* _Task item_
Everything from the line containing "Where can the gray fur" to the close of the records below should be output exactly, line by line, with no other lines given.

* _Data shown_
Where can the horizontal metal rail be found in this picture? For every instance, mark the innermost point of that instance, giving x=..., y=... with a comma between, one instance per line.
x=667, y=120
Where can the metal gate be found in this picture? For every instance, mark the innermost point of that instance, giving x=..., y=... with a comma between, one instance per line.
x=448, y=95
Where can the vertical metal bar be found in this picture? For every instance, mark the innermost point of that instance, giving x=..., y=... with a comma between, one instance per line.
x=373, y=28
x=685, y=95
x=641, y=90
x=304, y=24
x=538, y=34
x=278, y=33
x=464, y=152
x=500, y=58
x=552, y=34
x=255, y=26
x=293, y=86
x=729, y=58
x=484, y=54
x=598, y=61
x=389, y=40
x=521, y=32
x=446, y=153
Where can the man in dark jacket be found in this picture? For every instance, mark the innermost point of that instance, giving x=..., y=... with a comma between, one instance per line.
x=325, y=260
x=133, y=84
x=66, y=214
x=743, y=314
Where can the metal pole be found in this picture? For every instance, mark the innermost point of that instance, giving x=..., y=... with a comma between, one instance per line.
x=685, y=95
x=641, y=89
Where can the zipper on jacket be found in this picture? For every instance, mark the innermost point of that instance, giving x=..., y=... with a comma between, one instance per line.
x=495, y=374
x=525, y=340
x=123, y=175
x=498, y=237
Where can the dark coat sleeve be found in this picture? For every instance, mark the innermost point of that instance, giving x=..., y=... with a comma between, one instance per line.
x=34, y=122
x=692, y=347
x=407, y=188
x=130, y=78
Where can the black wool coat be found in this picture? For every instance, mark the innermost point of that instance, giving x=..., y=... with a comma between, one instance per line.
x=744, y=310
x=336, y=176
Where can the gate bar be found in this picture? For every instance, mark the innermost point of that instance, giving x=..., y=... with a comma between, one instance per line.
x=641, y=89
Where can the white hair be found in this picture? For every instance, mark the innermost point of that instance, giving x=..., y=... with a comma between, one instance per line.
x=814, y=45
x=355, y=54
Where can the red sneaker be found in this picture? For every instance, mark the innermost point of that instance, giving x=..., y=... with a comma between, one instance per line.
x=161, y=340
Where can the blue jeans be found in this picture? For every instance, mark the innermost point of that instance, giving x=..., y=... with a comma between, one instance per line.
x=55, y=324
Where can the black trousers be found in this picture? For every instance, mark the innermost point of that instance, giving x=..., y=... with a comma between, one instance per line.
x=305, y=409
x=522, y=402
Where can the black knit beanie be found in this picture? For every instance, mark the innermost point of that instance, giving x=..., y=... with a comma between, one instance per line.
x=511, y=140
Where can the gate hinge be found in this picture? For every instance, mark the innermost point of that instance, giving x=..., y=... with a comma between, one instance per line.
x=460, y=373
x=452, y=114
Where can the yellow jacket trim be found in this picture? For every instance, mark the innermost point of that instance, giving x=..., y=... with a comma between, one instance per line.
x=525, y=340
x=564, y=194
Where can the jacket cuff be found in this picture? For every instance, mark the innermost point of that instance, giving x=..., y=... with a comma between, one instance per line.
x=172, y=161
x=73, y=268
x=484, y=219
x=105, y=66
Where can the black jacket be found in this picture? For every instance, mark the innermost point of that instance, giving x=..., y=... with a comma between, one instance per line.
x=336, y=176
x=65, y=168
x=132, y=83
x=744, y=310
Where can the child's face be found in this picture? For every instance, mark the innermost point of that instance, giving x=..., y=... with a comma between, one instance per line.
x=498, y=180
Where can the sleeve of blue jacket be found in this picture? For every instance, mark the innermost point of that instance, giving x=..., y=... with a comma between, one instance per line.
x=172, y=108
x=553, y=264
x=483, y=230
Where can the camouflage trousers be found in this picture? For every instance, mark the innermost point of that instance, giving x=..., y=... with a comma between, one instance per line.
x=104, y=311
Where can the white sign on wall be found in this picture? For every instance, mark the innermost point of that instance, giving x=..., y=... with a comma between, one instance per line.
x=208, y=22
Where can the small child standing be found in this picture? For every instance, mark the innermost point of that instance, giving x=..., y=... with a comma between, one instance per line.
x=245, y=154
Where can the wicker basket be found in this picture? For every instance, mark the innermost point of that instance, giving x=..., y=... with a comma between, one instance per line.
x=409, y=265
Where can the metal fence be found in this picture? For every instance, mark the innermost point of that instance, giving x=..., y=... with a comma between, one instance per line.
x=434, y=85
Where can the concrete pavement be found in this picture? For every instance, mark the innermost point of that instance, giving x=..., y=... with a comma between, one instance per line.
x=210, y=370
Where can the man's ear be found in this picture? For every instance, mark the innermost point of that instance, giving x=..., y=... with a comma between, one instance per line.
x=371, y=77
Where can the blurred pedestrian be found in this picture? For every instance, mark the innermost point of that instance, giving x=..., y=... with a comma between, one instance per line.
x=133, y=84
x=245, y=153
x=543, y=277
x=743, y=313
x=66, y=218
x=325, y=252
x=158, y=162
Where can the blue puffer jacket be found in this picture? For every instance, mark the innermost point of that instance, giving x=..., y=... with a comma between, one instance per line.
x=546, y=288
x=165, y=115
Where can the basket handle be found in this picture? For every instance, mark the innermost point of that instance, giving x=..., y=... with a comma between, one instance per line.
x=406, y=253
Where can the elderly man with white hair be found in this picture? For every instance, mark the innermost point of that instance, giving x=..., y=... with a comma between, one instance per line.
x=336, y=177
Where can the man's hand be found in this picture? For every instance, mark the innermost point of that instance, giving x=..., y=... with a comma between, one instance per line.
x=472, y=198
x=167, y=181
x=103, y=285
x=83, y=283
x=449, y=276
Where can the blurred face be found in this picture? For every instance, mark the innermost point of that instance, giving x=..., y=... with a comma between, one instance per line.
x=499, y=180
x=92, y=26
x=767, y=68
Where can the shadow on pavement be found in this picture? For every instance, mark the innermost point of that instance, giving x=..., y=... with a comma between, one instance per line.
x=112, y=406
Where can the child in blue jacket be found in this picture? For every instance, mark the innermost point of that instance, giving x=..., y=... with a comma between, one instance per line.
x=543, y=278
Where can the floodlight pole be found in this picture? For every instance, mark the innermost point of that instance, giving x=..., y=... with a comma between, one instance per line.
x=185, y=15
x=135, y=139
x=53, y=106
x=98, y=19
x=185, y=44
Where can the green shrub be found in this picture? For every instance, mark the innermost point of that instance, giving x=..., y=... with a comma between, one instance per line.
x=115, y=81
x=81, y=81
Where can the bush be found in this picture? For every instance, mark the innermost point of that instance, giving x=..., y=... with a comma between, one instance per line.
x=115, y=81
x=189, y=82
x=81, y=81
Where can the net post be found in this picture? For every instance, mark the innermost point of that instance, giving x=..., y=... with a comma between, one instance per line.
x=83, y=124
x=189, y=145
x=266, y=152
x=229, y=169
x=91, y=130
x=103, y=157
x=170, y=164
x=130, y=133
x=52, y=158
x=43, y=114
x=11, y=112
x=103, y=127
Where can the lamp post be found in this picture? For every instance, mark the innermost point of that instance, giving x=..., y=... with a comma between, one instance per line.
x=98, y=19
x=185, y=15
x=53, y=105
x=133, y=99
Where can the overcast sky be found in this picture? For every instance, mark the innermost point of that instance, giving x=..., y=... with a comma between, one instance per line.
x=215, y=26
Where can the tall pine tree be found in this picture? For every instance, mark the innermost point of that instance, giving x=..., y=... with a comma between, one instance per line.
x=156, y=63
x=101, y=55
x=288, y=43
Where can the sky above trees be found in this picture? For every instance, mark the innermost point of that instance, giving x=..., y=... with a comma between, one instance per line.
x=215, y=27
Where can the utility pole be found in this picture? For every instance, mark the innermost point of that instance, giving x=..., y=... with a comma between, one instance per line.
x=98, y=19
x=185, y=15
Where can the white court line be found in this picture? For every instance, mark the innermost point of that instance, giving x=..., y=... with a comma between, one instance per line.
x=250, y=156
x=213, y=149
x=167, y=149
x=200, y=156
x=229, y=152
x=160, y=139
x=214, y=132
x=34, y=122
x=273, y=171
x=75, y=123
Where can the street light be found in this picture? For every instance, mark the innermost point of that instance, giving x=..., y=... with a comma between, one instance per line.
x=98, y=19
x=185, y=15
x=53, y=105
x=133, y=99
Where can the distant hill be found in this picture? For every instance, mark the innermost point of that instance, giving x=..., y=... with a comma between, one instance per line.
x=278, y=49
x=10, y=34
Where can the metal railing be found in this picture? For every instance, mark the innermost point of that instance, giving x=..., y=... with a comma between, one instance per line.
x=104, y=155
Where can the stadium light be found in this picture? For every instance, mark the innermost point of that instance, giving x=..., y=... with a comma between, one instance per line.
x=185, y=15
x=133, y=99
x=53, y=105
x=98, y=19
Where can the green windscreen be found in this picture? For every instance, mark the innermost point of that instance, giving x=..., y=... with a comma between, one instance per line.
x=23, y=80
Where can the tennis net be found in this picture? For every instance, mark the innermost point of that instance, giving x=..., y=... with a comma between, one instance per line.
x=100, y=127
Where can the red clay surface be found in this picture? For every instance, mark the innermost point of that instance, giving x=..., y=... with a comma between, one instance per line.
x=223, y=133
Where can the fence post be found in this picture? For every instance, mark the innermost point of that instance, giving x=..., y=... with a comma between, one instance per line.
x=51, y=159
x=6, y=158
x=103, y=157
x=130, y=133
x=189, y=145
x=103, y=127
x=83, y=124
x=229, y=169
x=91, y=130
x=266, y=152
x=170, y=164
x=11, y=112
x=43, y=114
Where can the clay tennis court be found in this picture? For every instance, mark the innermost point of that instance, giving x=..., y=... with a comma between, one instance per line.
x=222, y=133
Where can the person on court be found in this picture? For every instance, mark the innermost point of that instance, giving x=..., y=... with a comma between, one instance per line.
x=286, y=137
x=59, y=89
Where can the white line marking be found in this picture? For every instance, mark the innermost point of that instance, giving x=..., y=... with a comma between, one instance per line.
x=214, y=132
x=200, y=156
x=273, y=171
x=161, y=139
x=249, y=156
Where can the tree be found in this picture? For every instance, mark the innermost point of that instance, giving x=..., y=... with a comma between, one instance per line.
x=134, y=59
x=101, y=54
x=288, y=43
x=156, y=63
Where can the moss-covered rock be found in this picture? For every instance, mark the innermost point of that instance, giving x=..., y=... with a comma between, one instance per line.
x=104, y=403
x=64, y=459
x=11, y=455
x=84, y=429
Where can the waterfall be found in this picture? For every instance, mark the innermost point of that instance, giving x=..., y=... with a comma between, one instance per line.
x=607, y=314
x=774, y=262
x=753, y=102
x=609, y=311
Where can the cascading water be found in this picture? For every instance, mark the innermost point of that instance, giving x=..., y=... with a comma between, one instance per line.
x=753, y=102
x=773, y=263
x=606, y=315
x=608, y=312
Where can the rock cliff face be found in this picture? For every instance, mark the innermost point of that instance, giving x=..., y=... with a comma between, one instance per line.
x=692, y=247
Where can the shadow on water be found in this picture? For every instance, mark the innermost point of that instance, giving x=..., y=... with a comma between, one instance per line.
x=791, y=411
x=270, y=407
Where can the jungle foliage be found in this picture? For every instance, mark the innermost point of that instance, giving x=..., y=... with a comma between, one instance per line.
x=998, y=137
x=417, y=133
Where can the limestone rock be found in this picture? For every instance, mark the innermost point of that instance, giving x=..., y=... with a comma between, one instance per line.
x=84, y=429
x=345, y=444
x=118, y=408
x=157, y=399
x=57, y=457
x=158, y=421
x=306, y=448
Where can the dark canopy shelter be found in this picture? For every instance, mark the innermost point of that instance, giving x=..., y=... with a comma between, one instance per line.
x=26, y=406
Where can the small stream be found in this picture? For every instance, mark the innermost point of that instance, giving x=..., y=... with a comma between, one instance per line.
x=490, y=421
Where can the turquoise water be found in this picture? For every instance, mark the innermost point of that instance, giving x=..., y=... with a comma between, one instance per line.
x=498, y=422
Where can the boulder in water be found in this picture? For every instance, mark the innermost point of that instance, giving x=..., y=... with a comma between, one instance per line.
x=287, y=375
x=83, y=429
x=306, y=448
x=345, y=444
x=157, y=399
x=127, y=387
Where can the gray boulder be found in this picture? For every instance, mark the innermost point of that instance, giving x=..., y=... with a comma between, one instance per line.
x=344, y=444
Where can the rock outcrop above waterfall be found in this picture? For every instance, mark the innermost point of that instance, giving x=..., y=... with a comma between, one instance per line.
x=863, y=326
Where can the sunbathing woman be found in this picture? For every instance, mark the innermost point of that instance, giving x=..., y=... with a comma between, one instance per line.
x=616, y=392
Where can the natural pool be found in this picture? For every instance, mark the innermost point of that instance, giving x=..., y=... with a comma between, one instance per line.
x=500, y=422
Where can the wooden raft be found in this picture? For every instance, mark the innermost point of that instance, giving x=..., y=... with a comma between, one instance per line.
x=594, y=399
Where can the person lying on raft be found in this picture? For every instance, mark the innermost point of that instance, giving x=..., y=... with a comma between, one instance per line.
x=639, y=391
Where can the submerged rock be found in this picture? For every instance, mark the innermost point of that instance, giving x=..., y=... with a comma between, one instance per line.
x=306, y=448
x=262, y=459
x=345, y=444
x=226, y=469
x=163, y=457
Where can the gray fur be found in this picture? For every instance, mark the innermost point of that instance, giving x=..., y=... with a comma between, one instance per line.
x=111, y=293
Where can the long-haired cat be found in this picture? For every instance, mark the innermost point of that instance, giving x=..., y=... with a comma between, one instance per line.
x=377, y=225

* _Reply to the exercise_
Where can the gray fur be found in this picture? For every instance, mark the innermost point of that instance, giving x=..., y=... with a comma between, one instance per line.
x=111, y=293
Where can the long-haired cat be found in this picture? For every instance, mark the innermost point of that instance, giving x=..., y=... with a comma between, one instance per line.
x=377, y=225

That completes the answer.